[Named-object pointing records]
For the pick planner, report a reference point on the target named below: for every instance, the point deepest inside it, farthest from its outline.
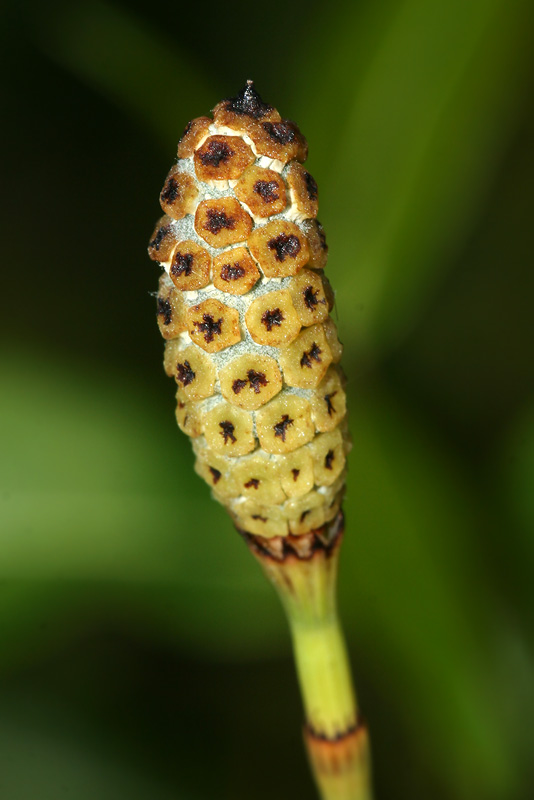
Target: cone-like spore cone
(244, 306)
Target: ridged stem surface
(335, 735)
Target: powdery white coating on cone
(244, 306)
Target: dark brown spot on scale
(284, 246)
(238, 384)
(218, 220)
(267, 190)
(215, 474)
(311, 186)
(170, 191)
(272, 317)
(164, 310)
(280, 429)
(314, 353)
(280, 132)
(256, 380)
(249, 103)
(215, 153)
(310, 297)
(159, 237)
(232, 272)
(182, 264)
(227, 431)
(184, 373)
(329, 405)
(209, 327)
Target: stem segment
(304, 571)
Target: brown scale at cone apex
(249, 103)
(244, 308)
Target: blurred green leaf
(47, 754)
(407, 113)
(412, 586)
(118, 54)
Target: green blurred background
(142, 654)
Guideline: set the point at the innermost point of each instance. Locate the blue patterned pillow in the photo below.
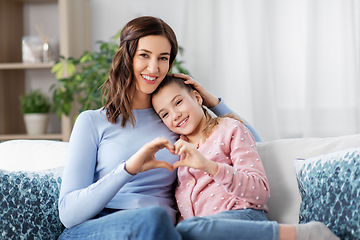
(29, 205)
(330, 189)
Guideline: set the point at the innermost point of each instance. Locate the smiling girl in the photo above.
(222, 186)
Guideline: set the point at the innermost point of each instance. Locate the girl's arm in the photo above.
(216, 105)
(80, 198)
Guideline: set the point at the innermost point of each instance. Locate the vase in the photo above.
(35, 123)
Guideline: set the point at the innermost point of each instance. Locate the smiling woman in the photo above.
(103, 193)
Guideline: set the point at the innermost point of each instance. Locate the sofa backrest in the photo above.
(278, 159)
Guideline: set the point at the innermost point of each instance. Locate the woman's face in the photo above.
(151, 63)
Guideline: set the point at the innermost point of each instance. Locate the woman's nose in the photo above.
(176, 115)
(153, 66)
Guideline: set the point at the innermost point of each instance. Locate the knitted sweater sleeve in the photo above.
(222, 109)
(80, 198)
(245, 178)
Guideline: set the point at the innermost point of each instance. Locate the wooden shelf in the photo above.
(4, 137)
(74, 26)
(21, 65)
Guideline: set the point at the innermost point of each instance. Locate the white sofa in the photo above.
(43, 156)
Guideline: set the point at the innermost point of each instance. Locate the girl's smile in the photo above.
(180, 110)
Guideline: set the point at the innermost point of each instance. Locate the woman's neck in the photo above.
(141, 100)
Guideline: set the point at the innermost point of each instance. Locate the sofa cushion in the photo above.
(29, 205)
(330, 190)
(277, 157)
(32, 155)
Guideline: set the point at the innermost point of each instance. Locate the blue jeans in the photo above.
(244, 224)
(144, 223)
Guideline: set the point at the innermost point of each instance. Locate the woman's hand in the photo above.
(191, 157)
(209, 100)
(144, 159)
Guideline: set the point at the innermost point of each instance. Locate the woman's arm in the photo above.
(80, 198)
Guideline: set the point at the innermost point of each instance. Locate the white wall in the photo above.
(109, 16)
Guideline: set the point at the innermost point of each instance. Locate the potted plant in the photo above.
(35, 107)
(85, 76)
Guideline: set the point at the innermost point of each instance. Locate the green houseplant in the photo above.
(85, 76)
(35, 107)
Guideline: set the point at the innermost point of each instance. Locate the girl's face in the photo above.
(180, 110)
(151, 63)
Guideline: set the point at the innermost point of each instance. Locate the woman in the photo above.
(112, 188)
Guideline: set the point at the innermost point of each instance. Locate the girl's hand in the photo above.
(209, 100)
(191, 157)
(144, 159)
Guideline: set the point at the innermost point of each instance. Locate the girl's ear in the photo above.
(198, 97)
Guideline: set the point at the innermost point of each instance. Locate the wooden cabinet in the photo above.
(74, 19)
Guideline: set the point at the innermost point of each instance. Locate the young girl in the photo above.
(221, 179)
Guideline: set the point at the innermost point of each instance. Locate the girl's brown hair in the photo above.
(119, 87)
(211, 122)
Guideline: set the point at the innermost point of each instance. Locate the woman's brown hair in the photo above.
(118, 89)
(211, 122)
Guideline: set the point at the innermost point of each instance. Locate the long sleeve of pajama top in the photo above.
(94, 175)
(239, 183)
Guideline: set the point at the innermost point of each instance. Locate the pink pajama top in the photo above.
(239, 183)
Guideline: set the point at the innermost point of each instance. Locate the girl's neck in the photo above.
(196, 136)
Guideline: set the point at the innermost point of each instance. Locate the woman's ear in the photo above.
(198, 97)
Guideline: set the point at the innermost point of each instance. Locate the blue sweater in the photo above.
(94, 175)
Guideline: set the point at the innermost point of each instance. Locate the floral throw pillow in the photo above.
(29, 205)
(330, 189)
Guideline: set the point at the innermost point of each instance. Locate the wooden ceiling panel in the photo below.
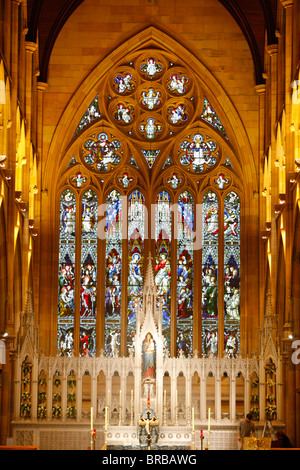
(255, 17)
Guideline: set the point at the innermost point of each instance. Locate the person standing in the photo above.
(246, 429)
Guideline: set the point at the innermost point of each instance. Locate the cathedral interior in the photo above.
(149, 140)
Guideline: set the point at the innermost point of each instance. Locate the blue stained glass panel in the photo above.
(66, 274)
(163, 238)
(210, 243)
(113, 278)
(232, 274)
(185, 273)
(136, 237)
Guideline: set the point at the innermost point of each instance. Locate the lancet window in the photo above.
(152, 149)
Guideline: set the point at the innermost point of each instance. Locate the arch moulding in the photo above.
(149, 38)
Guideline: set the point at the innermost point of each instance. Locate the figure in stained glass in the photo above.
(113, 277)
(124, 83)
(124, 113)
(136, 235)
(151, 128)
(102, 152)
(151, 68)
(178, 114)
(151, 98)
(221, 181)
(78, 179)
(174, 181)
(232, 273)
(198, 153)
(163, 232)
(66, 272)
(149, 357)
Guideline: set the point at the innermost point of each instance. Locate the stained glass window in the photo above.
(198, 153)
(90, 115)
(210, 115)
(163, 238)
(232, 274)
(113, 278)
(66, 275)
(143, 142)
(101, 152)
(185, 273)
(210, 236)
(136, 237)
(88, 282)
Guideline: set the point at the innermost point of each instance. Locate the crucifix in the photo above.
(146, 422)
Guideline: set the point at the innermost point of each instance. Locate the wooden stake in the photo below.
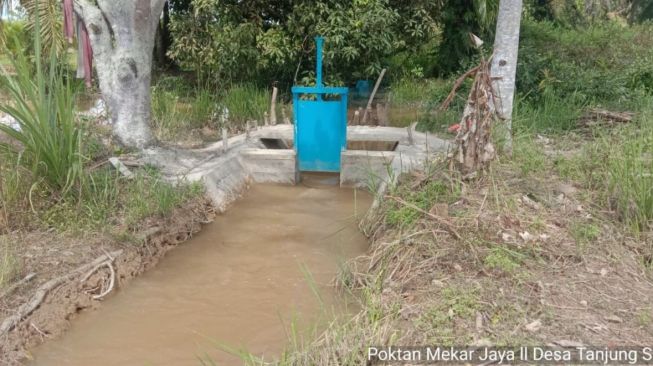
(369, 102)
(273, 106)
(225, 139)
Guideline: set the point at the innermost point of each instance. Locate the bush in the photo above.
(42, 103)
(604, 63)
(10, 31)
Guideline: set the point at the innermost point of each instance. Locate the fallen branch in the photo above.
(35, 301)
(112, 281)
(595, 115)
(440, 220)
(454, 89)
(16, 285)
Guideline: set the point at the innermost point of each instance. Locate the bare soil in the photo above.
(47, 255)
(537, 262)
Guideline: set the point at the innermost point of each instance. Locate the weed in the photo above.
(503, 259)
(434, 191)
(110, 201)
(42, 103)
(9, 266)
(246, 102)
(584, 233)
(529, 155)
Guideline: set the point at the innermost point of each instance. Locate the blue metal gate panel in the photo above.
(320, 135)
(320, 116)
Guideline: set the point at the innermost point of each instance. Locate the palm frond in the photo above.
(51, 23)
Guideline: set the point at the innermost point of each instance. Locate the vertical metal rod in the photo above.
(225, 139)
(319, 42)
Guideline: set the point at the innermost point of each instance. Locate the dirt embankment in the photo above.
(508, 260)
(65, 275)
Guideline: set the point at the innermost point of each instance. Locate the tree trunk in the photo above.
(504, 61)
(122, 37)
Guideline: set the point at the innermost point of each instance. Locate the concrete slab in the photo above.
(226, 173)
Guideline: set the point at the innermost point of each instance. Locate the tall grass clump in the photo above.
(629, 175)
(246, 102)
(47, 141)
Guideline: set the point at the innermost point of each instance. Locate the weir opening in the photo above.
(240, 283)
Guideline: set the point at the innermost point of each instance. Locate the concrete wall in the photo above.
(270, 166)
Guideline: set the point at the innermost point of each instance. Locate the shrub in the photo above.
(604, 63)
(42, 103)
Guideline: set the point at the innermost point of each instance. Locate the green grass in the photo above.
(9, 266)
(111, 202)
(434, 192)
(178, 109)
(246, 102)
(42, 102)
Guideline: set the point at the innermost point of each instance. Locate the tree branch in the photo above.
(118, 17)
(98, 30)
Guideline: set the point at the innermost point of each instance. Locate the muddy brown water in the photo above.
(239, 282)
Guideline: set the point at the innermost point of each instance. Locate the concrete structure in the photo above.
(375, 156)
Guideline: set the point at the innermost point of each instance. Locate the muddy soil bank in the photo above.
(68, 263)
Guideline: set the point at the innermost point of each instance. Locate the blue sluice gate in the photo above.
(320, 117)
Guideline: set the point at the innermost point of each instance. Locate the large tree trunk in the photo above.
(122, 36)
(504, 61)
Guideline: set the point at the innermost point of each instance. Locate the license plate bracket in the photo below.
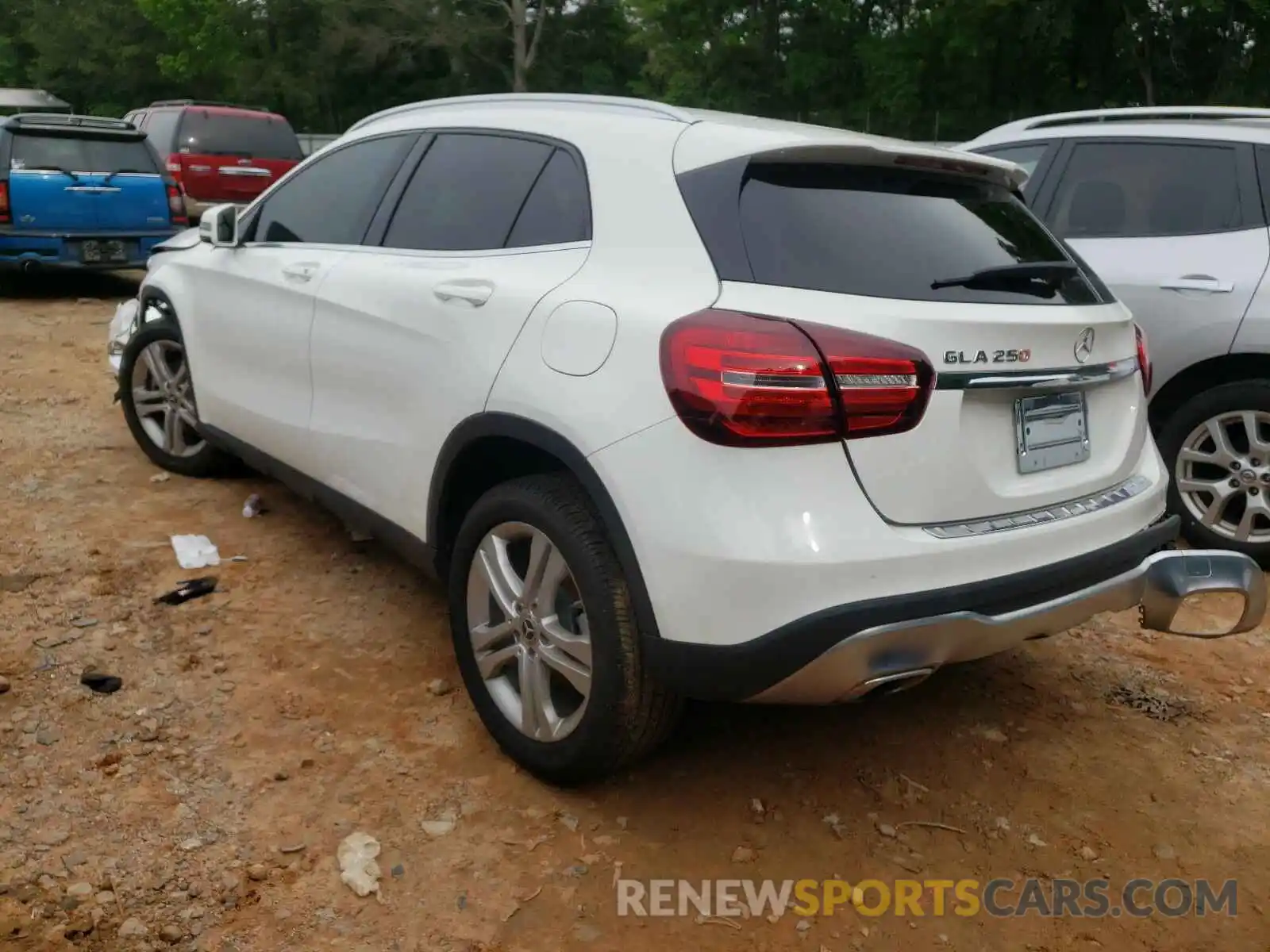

_Your objective:_ Drop the pictures, then reproduce exactly the lines from the one with "clump in the photo above." through the final line of the listing.

_Solution for this exercise:_
Guideline: set the point at the innermost point of each instance. Locate the tall grass clump in the photo above.
(629, 175)
(246, 102)
(47, 141)
Guideline: set the point at the innermost point of each instance. Locate the weir opening in the photo above.
(240, 283)
Guideline: set the point at the innermost point of each instance. Locate the concrete wall in the photo above.
(270, 166)
Guideline: set the point at the innermost point of each instance. Locate the shrub in the photo above.
(604, 63)
(42, 103)
Guideline: set the point at the innermost point of each instance. Locate the green grass in the photo above.
(9, 266)
(111, 202)
(434, 192)
(178, 109)
(246, 102)
(42, 102)
Guideline: set the point at the innermost point of each instance. Locate the tree branch in the photo above.
(118, 17)
(98, 30)
Guideline: set the point at the innermost point of each instance. Locate the muddy brown water in the photo above.
(239, 282)
Guideline: set the point at the innermost point of each instance. Locate the concrete structure in the photo above.
(375, 156)
Guideline: set the point at the innermost point of each instance. Locate the muddy soil bank in the photo above.
(68, 263)
Guideline: set the point at the innermost point of each instance. Locate the blue sluice gate in the photo above.
(320, 117)
Guideline: set the point at the innermost point of each instance. Locate the large tree trunk in the photo above.
(122, 36)
(504, 61)
Guideline: set the point at the innermost point of each instance. Locate the license plate bracket in the photo below.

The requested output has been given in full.